スイスの報道を紹介する記事から、「5月27日、日中韓首脳会談が」という語句を含むところを始まりとし、「(出典:SRF/ドイツ語、RTS/フランス語、RSI/イタリア語)」の後で終わる部分を一字も変えずに出力してください。

=== 抜粋箇所 ===

日中韓首脳会談、「はくりゅう」、友情結婚…スイスのメディアが報じた日本のニュース

日中韓首脳会談後の共同記者会見に臨む岸田文雄首相 (Kim Hong-Ji/Pool Photo via AP)

スイスの主要報道機関が先週(5月27日~6月2日)伝えた日本関連のニュースから、①4年半ぶり日中韓首脳会談②観測衛星「アースケア/はくりゅう」打ち上げ③「友情結婚」が人気上昇の3件をピックアップ。要約して紹介します。

4年半ぶり日中韓首脳会談

5月27日、日中韓首脳会談がソウルで開かれました。およそ4年半ぶりとあって、ドイツ語圏、フランス語圏、イタリア語圏のスイス公共放送がそれぞれ取り上げる注目の会談となりました。

3カ国関係の「新たな始まり」――ドイツ語圏のSRFは中国の李強(リー・チャン)首相の言葉を見出しに、3国が経済関係を強化し「自由貿易協定(FTA)について交渉する」と報じました。3カ国会談が再開した背景に「米中の戦略的対立の深刻化」があるとして、次のように説明しました。「韓国と日本は中国と緊密な貿易関係を築いているが、中国政府の権力欲の増大に対する米国政府の懸念を共有している。一方で中国は、日韓が米国と緊密に軍事協力していることに悩まされている」

フランス語圏のRTSは、北朝鮮の非核化で3カ国が一致したことに注目しました。会談の正式な議題には上がっていませんでしたが、会談直前に北朝鮮が人工衛星の打ち上げを予告したのを受けて急遽議題に。「北朝鮮の非核化と朝鮮半島の安定は3カ国の共通利益」であると確認したものの、「中国は北朝鮮の最大貿易相手国であり、北朝鮮の核実験への非難を拒否したことがある」と温度差があることも報じました。

イタリア語圏のRSIは、3カ国が気候問題などでは協力強化が確認された一方、「首脳間の一部のやりとりで二国間地域の緊張が表面化した」と伝えました。例として、中国政府が「危険な分離主義者」とする頼清徳氏が台湾総統に就任した直後、台湾周辺で大規模な軍事演習を行ったことを念頭に、岸田文雄首相が李首相との2者会談で「台湾海峡の平和と安定は国際社会にとって極めて重要である」と伝えたことを挙げました。

(出典:SRF/ドイツ語、RTS/フランス語、RSI/イタリア語)

観測衛星「アースケア/はくりゅう」打ち上げ

欧州宇宙機関(ESA)と宇宙航空研究開発機構(JAXA)が共同開発した地球観測衛星「アースケア」が5月29日(日本時間)、米カリフォルニア州のバンデンバーグ宇宙軍基地から打ち上げられました。塵の粒子や雲が気候に与える影響を測定するために、4つの測定器が搭載されています。ドイツ語圏の日刊紙NZZは、アースケアの特長を解説しました。

=== エントリー一覧 ===

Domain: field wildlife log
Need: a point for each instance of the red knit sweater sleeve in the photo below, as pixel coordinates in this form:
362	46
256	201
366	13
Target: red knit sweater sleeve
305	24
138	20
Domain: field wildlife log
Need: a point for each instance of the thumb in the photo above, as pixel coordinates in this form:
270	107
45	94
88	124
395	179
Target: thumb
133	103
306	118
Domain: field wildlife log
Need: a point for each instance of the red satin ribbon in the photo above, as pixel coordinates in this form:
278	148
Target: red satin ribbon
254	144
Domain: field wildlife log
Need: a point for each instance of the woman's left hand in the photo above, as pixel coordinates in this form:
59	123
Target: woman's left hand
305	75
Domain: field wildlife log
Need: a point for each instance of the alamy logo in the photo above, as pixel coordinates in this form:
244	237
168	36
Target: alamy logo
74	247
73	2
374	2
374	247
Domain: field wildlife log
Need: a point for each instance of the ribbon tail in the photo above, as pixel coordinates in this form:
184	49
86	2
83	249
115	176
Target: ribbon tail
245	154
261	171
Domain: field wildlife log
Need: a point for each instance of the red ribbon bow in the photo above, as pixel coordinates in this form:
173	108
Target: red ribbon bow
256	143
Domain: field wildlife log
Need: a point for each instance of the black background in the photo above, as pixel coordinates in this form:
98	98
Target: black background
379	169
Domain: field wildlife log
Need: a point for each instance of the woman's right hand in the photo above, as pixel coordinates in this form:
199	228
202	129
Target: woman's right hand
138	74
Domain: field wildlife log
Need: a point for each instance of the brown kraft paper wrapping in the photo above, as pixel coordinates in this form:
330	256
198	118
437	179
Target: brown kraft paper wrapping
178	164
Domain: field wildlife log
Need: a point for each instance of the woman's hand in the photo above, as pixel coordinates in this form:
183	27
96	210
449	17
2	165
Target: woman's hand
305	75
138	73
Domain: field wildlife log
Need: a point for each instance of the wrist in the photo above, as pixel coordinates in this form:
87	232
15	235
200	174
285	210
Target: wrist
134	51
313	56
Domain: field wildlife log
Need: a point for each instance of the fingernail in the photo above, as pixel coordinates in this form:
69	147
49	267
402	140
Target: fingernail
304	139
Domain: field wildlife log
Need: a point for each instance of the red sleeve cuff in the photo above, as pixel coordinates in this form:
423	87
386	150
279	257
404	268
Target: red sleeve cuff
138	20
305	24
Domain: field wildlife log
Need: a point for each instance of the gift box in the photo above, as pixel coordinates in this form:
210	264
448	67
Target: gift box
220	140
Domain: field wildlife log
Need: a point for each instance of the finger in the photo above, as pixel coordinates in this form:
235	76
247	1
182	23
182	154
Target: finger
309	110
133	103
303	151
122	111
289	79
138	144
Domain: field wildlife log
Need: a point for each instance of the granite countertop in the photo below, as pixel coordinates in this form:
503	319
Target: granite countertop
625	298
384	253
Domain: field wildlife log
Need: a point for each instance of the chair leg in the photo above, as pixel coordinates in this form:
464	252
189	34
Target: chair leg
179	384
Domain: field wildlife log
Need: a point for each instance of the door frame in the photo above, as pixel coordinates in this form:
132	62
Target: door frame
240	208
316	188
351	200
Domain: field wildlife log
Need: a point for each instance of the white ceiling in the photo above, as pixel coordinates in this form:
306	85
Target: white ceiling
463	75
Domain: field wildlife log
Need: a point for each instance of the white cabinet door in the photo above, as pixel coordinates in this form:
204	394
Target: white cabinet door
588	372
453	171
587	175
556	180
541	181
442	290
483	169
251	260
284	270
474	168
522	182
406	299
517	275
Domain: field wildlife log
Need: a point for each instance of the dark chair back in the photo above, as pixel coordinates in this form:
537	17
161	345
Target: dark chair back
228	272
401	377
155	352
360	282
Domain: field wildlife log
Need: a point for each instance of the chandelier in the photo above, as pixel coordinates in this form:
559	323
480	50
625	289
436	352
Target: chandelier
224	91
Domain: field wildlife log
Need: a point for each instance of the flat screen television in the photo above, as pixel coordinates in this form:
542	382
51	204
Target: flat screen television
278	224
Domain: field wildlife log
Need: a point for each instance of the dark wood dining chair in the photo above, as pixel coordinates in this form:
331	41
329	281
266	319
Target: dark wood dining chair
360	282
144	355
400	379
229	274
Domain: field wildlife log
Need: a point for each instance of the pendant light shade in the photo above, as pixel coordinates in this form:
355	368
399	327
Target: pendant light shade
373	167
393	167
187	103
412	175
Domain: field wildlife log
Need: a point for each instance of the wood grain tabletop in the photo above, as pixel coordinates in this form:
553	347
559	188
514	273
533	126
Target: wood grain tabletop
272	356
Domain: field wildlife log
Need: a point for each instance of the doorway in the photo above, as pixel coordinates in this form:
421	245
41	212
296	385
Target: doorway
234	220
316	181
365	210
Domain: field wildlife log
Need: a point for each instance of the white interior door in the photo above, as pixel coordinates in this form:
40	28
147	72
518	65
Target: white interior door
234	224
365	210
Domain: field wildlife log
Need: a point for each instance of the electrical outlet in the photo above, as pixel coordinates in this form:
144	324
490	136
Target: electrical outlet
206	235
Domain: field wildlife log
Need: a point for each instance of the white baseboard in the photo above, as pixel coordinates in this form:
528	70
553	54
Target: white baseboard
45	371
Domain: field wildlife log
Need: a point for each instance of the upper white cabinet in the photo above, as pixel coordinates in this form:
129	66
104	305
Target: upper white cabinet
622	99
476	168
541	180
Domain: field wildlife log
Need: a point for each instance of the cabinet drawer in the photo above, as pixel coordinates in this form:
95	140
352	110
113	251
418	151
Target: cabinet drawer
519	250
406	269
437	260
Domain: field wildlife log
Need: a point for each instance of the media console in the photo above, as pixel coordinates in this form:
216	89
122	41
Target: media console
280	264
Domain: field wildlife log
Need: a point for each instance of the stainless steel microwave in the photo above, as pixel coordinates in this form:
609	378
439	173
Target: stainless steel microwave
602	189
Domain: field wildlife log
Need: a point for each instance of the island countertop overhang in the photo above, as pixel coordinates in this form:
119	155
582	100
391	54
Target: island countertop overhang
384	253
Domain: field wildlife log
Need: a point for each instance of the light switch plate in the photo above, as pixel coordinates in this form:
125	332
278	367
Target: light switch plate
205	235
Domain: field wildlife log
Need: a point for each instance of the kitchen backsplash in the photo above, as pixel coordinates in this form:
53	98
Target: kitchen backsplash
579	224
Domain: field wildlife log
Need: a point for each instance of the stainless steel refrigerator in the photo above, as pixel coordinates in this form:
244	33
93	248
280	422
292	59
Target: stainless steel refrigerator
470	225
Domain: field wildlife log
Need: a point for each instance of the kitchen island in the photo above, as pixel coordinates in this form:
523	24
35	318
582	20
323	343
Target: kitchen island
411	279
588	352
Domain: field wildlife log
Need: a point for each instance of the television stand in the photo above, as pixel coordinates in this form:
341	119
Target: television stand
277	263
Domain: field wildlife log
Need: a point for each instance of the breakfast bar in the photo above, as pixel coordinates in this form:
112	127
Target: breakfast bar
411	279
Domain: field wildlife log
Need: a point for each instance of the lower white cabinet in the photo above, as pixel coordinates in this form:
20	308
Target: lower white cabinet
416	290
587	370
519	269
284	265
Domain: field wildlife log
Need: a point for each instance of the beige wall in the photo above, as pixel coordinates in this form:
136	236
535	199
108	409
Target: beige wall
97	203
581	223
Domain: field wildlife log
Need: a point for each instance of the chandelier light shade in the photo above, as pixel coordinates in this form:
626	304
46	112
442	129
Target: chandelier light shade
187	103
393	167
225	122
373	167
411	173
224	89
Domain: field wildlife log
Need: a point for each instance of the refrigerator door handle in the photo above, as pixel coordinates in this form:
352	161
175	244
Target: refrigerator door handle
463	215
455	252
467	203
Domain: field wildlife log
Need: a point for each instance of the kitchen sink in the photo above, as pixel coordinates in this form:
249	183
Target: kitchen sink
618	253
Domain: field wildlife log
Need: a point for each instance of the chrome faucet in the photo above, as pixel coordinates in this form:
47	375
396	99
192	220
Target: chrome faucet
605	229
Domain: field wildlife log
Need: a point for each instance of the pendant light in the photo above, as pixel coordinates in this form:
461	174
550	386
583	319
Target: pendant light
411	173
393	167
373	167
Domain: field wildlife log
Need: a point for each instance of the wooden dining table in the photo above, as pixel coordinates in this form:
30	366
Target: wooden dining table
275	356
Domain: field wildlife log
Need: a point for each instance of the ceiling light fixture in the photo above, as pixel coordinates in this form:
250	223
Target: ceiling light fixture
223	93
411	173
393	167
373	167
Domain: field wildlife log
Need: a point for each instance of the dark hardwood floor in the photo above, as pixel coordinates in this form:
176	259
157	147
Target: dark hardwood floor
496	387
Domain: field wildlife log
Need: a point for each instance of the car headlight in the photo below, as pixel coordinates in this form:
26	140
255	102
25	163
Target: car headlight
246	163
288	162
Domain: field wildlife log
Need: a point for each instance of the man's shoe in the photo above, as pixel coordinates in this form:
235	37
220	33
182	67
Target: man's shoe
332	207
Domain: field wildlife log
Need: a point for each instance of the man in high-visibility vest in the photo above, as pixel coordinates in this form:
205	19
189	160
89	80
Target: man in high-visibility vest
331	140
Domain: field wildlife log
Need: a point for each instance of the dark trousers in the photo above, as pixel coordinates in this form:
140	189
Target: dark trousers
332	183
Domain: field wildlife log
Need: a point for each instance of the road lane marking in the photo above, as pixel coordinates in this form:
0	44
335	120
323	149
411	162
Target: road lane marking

===

◆ **回答全文**
5月27日、日中韓首脳会談がソウルで開かれました。およそ4年半ぶりとあって、ドイツ語圏、フランス語圏、イタリア語圏のスイス公共放送がそれぞれ取り上げる注目の会談となりました。

3カ国関係の「新たな始まり」――ドイツ語圏のSRFは中国の李強(リー・チャン)首相の言葉を見出しに、3国が経済関係を強化し「自由貿易協定(FTA)について交渉する」と報じました。3カ国会談が再開した背景に「米中の戦略的対立の深刻化」があるとして、次のように説明しました。「韓国と日本は中国と緊密な貿易関係を築いているが、中国政府の権力欲の増大に対する米国政府の懸念を共有している。一方で中国は、日韓が米国と緊密に軍事協力していることに悩まされている」

フランス語圏のRTSは、北朝鮮の非核化で3カ国が一致したことに注目しました。会談の正式な議題には上がっていませんでしたが、会談直前に北朝鮮が人工衛星の打ち上げを予告したのを受けて急遽議題に。「北朝鮮の非核化と朝鮮半島の安定は3カ国の共通利益」であると確認したものの、「中国は北朝鮮の最大貿易相手国であり、北朝鮮の核実験への非難を拒否したことがある」と温度差があることも報じました。

イタリア語圏のRSIは、3カ国が気候問題などでは協力強化が確認された一方、「首脳間の一部のやりとりで二国間地域の緊張が表面化した」と伝えました。例として、中国政府が「危険な分離主義者」とする頼清徳氏が台湾総統に就任した直後、台湾周辺で大規模な軍事演習を行ったことを念頭に、岸田文雄首相が李首相との2者会談で「台湾海峡の平和と安定は国際社会にとって極めて重要である」と伝えたことを挙げました。

(出典:SRF/ドイツ語、RTS/フランス語、RSI/イタリア語)